» WRITTEN REQUEST
Copy out the discussion thread below about finding Codenames clues with GloVe vectors, word for word and in full.

Automatically finding Codenames clues with GloVe vectors - jsomers
https://jsomers.net/glove-codenames
======
Gullesnuffs
I also tried writing an AI for Codenames a couple of years ago, with the help
from some friends. Interestingly, we also found out the hard way that the word
"round" aren't used in the same contexts as things that actually are round, so
our AI also struggled to connect "round" with words like "Jupiter" or even
"Sphere". I'm not sure how to fix that, but maybe knowledge graphs could help?

But I also thought it was surprising how well it worked most of the time! It
wasn't quite as good as a human spymaster, but with the right choice of
scoring function we could actually get a model based on word embeddings to
play a pretty reasonable game of Codenames.

[https://github.com/Gullesnuffs/Codenames](https://github.com/Gullesnuffs/Codenames)

------
chmullig
This is a cool article, and I appreciate the actual testing.

I also heartily recommend this implementation using conceptnet embeddings.

[https://github.com/commonsense/codenames](https://github.com/commonsense/codenames)

» DATA SHOWN
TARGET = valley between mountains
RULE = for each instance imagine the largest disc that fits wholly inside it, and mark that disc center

» SOLUTION FOR THIS PROBLEM
Automatically finding Codenames clues with GloVe vectors - jsomers
https://jsomers.net/glove-codenames
======
Gullesnuffs
I also tried writing an AI for Codenames a couple of years ago, with the help
from some friends. Interestingly, we also found out the hard way that the word
"round" aren't used in the same contexts as things that actually are round, so
our AI also struggled to connect "round" with words like "Jupiter" or even
"Sphere". I'm not sure how to fix that, but maybe knowledge graphs could help?

But I also thought it was surprising how well it worked most of the time! It
wasn't quite as good as a human spymaster, but with the right choice of
scoring function we could actually get a model based on word embeddings to
play a pretty reasonable game of Codenames.

[https://github.com/Gullesnuffs/Codenames](https://github.com/Gullesnuffs/Codenames)

------
chmullig
This is a cool article, and I appreciate the actual testing.

I also heartily recommend this implementation using conceptnet embeddings.

[https://github.com/commonsense/codenames](https://github.com/commonsense/codenames)